*Extract*.
#####

U.N. expert warns racism, police threaten civil rights in U.S., slams biased justice system

"People have good reason to be angry and frustrated at the moment," Special Rapporteur Maina Kiai wrote in a report

Published August 8, 2016 7:30PM (EDT)

Police wearing riot gear walk toward a man with his hands raised Monday, Aug. 11, 2014, in Ferguson, Mo.                        (AP/Jeff Roberson)
Police wearing riot gear walk toward a man with his hands raised Monday, Aug. 11, 2014, in Ferguson, Mo. (AP/Jeff Roberson)

A United Nations human rights experts has warned that racism threatens Americans' basic civil rights.

"African-Americans are subjected to systematic police harassment — and sometimes much worse — often for doing nothing more than walking down the street or gathering in a group," wrote Maina Kiai, U.N. special rapporteur on the rights to freedom of peaceful assembly and of association, after a recent trip to the U.S.

"People have good reason to be angry and frustrated at the moment," he said. "And it is at times like these when robust promotion of assembly and association rights are needed most."

Kiai, a lawyer and human rights activist from Kenya, took a 17-day trip to the U.S., from July 11 to 27.

He published a detailed, 6,500-word summary of his experience, which warns of extreme "racial, social and economic inequality, which are often intertwined." It also shows how harsh, police state-like conditions in the U.S. are threatening the basic rights of Americans, particularly Americans of color.

The report was mostly ignored by the U.S. media.

"Grave" discrimination

The focus of Kiai's trip was to study the situation of these civil rights in the U.S. "But it is impossible to discuss these rights without issues of racism pervading the discussions," he noted. "Racism and the exclusion, persecution and marginalization that come with it, affect the enabling environment for the exercise of association and assembly rights."

For black Americans, the discrimination "is particularly grave," Kiai added. Centuries of systemic subjugation of black Americans, through slavery and Jim Crow, "marginalized the African-American community to a life of misery, poverty and persecution."

Since Jim Crow laws were dismantled, this systemic racism has persisted in other forms. The U.N. rights expert condemned "the so-called 'War on Drugs'" and "broken windows" policing as racist programs that disproportionately hurt Americans of color.

Kiai also said the harsh crime laws passed under the Bill Clinton administration "implemented aggressively against people of color have contributed to the huge rises in incarceration and exclusion of the black community further fueling discontent and anger."

He highlighted the double standards of the U.S. justice system. "Wall Street bankers looted billions of dollars through crooked schemes, devastating the finances of millions of Americans and saddling taxpayers with a massive bailout bill," Kiai wrote.

But no Wall Street executives were punished. "Instead, criminal justice resources go towards enforcing a different type of law and order, targeting primarily African-Americans and other minorities."

"There is justifiable and palpable anger in the black community over these injustices. It needs to be expressed," the U.N. rights expert said. "This is the context that gave birth to the non-violent Black Lives Matter protest movement and the context in which it must be understood."

"In discussions with activists, it is clear that 'Black Lives Matter' does not mean that other lives... do not matter," Kiai stressed. "The Black Lives Matter movement is simply a reaffirmation that black lives do in fact matter, in the face of a structure that systematically devalues and destroys them, stretching back hundreds of years."

Black Lives Matter "is not about granting African-Americans special status or privilege," he said. "It is about a historically and continuously targeted community seeking to elevate itself to the same level that everyone else enjoys."

#####

*Data shown*.
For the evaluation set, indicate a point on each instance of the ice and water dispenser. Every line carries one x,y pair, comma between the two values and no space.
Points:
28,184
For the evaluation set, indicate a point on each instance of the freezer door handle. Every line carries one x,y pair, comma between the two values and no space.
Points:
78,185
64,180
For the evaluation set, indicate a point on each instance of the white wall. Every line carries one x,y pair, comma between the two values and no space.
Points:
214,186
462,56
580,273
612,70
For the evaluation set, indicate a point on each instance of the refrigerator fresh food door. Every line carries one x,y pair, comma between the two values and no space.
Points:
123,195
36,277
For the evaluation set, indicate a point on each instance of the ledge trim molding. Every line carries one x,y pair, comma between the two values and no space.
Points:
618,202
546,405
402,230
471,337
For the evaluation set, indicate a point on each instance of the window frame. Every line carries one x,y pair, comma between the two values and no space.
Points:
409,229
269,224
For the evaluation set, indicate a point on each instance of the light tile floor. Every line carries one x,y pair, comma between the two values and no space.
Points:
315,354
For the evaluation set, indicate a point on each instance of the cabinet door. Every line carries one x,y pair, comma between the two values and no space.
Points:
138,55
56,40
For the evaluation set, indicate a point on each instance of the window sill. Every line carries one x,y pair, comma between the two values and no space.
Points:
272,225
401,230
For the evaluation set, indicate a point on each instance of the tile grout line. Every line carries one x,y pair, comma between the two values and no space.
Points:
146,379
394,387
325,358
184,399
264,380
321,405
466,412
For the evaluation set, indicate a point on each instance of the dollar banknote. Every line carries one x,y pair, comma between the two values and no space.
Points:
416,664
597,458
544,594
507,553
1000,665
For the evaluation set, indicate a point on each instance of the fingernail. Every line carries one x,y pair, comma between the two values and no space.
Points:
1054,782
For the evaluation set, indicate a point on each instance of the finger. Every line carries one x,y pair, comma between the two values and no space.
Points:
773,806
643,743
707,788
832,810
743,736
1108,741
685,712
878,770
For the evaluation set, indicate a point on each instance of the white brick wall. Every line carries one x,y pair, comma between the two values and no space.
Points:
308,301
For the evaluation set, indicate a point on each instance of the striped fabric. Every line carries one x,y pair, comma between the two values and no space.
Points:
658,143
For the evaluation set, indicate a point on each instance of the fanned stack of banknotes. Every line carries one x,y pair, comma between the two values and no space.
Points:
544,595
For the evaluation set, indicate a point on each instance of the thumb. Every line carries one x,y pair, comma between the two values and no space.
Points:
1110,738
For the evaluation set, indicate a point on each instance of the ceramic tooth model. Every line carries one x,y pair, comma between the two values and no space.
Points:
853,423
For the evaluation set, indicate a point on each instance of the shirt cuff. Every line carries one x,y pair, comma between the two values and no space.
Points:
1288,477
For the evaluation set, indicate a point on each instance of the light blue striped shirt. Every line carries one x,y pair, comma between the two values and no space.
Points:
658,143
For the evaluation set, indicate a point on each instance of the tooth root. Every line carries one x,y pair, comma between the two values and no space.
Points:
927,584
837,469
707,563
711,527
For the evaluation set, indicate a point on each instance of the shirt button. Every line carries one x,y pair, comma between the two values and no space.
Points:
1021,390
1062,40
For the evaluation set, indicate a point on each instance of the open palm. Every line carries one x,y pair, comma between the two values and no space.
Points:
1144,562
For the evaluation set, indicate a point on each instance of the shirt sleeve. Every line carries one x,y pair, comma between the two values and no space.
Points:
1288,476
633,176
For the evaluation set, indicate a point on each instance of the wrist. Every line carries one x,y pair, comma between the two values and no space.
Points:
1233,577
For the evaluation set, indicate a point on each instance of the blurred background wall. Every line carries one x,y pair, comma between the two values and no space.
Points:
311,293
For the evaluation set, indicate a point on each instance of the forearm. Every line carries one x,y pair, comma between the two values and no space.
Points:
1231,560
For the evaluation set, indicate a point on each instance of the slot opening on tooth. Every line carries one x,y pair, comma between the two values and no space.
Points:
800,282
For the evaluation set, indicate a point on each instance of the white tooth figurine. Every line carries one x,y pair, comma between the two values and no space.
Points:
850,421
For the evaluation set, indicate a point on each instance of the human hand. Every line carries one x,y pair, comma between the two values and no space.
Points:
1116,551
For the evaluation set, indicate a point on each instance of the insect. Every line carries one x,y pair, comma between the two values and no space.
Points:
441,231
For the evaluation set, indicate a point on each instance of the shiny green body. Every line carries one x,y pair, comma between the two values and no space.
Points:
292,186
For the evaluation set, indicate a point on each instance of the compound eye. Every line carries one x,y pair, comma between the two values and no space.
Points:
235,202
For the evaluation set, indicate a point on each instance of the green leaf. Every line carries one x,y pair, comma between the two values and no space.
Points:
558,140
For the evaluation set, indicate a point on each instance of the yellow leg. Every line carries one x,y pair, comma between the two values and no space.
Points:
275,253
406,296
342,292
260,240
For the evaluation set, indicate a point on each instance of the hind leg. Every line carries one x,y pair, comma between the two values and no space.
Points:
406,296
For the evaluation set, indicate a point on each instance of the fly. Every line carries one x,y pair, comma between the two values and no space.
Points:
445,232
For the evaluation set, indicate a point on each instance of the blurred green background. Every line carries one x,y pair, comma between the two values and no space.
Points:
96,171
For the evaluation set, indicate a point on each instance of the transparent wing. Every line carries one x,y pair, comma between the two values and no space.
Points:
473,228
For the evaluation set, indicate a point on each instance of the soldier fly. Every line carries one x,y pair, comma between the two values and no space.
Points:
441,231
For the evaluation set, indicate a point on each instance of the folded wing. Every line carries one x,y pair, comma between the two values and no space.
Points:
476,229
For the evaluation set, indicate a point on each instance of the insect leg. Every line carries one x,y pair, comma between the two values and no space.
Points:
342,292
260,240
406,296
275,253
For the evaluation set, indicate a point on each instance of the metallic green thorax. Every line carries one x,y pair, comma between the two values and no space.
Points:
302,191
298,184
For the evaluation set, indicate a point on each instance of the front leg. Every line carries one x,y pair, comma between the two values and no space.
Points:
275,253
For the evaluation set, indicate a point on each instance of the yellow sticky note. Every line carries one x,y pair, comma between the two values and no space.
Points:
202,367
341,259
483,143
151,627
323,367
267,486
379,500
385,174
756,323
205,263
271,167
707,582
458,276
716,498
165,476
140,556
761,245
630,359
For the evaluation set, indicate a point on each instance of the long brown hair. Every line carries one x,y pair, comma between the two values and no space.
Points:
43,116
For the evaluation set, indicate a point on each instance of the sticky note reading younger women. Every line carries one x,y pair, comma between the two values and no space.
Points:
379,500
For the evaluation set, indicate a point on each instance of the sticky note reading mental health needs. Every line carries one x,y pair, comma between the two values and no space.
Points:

#####

*The exercise*.
Extend the article on the U.N. expert's report about racism and civil rights in the U.S., starting after its last paragraph.

*Task result*.
Police repression and intimidation

During his trip, the U.N. special rapporteur met with officials at the federal, state and local levels of government, as well as with members of civil society.

He also met with hundreds of activists, and observed the protests at the Republican and Democratic national conventions.

In his statement, Kiai detailed police state-like repression of activists. He noted U.S. police sometimes use "intimidatory and discriminative tactics" against protesters.

Responding to peaceful protests with militarized police, riot gear and mass arrests "is not only a violation of the right to peaceful assembly, it also dangerous for participants," the U.N. rights expert said.

Police also restrict Americans' civil rights by arresting protesters on arbitrary charges, he added. "Petty charges and high numbers of arrests further chill and undermine the right to peaceful assembly," Kiai said. "Law enforcement officers have extremely wide and often unaccountable discretion to detain, arrest and formulate certain charges."

He cited cases in which police order protesters to clear the road at a point where the road has no sidewalks, or in which protesters can be charged with "battery of a law enforcement officer," a hate crime, for accidentally touching a police officer.

This harsh atmosphere also prevents observers and journalists from doing their jobs, Kiai noted.

"Protesters also expressed concern about growing intimidation by law enforcement," the U.N. rights expert wrote.

Kiai visited 10 cities during his trip — not just major cities like Washington, D.C. and New York, but also smaller cities that have recently seen large protests, including Baltimore, Ferguson, Phoenix, New Orleans, Baton Rouge, Jackson, Cleveland and Philadelphia.

In interviews, Kiai was told that alleged FBI officers went to the homes of staff of the human rights organization Amnesty International and activists from the Black Lives Matter movement, warning them not to go to protests.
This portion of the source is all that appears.